WHAT IS NEEDED:
Put the lines below into a numbered list, omitting any blank lines.
::: EXCERPTED RECORDS :::
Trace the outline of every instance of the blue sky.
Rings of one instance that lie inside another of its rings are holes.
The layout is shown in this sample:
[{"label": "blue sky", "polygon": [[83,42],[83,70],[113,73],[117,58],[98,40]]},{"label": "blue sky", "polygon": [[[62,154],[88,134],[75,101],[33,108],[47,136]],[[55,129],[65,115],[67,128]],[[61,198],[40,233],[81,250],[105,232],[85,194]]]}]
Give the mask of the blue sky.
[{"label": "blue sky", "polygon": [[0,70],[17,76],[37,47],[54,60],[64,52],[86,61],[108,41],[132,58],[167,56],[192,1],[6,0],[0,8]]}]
:::
THE OUTPUT:
1. Trace the outline of every instance of the blue sky.
2. Rings of one instance that lie inside another of its rings are holes.
3. The layout is shown in this sample:
4. [{"label": "blue sky", "polygon": [[83,42],[83,70],[113,73],[117,58],[98,40]]},{"label": "blue sky", "polygon": [[[62,154],[88,134],[75,101],[33,108],[47,136]],[[55,129],[65,115],[67,128]],[[61,198],[40,233],[81,250],[105,232],[85,194]]]}]
5. Give the mask of the blue sky.
6. [{"label": "blue sky", "polygon": [[0,70],[17,76],[37,47],[54,60],[64,52],[86,61],[108,41],[132,58],[167,56],[192,1],[6,0],[0,8]]}]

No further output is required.